OBJECTIVE: Each line from the one that contains "such as [83,190]." to the end of the material must be quoted exactly; include both end lines and nothing else.

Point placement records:
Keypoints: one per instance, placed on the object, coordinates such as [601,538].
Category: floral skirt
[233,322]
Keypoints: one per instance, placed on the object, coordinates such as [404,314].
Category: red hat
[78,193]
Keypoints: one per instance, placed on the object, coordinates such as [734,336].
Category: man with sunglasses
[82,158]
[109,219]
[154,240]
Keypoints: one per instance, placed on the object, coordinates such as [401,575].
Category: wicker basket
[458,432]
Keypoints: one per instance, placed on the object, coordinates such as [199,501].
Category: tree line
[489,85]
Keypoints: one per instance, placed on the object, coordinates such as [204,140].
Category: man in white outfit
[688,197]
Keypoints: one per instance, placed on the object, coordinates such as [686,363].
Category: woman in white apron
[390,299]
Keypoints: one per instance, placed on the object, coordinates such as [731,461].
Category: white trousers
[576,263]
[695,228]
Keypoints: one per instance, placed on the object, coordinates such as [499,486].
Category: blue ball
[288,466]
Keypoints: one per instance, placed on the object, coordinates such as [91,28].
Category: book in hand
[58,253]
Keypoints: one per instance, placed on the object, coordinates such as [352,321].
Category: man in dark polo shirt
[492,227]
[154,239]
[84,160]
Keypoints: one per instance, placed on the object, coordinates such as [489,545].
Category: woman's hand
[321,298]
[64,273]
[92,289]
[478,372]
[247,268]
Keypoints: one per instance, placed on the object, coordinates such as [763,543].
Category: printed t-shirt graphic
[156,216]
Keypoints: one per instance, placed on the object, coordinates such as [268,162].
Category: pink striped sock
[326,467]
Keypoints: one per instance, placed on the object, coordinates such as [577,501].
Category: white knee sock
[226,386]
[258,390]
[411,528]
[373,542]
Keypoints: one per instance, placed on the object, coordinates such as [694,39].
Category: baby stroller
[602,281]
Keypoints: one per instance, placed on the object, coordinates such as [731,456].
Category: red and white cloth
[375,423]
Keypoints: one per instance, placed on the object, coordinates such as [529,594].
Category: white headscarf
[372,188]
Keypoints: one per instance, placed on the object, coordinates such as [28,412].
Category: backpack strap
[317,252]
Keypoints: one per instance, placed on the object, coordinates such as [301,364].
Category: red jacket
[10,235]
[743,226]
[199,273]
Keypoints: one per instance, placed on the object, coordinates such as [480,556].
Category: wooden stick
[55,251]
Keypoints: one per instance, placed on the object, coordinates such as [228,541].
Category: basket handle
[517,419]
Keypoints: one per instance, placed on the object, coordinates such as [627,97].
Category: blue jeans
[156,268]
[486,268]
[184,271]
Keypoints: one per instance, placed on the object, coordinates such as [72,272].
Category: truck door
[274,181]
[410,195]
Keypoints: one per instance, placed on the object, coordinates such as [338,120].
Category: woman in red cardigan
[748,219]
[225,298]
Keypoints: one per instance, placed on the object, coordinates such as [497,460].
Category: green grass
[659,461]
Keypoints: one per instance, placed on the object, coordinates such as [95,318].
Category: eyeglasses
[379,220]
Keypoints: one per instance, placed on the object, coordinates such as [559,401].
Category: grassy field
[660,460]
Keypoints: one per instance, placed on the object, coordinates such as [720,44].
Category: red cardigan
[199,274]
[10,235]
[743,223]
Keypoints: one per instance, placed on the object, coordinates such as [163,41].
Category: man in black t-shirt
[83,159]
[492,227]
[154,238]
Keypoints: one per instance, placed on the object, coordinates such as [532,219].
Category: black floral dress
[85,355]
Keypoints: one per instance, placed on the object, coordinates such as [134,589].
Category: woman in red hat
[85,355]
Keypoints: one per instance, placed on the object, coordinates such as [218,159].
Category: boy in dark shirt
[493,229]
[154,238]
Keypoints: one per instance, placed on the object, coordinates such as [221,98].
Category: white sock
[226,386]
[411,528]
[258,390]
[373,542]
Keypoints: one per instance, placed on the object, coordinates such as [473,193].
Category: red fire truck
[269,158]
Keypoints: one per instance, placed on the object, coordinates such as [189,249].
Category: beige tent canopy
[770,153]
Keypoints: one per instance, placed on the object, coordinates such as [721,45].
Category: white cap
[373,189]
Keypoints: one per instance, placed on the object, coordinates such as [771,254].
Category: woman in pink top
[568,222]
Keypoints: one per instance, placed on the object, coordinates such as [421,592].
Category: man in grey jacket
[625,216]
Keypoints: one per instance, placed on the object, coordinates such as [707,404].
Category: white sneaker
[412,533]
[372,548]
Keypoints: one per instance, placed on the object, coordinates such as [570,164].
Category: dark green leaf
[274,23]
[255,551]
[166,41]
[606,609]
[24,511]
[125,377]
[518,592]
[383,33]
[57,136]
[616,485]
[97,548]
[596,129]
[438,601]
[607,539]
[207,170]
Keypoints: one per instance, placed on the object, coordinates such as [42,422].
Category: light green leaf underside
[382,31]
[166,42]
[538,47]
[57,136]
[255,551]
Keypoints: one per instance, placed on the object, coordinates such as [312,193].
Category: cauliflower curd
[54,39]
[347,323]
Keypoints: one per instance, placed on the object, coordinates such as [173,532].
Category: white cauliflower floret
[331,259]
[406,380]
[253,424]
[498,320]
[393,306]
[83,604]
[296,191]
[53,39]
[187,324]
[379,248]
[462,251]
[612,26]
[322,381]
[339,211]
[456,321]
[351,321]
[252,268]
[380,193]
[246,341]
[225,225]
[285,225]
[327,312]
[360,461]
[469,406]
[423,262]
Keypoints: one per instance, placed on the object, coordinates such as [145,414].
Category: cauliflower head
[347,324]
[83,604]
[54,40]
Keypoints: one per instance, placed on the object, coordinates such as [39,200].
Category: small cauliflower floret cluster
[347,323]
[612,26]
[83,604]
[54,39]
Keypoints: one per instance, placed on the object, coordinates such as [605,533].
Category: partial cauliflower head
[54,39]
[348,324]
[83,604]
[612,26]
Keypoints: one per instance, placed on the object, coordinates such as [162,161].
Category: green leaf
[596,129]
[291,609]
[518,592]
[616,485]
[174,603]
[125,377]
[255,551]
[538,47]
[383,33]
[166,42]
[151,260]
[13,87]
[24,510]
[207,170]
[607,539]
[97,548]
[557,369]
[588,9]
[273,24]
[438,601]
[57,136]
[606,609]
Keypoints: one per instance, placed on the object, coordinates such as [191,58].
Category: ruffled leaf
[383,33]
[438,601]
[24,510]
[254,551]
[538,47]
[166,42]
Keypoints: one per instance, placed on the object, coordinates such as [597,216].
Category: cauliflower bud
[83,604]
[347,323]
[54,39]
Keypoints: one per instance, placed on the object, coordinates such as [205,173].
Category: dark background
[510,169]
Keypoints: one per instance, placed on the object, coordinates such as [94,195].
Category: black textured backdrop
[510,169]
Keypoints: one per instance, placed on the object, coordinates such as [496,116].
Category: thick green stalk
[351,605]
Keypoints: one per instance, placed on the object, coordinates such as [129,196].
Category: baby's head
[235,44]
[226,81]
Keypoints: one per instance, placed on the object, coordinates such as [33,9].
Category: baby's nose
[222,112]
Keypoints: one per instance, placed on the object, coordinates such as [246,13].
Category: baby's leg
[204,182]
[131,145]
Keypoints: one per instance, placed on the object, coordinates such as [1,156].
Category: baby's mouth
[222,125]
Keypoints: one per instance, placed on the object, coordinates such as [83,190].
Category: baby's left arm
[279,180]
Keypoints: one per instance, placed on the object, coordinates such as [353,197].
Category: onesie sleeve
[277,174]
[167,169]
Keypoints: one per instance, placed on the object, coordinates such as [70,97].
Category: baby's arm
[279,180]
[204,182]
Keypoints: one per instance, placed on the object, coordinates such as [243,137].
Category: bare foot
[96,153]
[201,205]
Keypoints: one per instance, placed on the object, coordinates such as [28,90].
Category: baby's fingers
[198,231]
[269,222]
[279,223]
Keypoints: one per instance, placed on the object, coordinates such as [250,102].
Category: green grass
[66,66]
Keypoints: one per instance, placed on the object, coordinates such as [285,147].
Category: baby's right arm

ANSWER:
Keypoints: one per instance, placed on the object, coordinates such as [83,190].
Category: baby's left arm
[279,180]
Keypoints: one per instance, placed on the object, coordinates such as [353,197].
Category: onesie sleeve
[277,174]
[167,169]
Keypoints: one per instance, placed on the object, coordinates such as [70,97].
Category: baby's arm
[279,180]
[204,182]
Keypoints: one per instance, placed on the object, coordinates such as [243,137].
Category: bare foot
[96,153]
[201,205]
Keypoints: one per instance, placed on the object, coordinates such as [28,90].
Category: baby's fingers
[198,231]
[269,222]
[279,223]
Keypoints: one per instance, placed on the object, coordinates such as [250,102].
Category: green grass
[66,66]
Keypoints: one per instance, placed on the object, coordinates such as [285,147].
Category: baby's right arm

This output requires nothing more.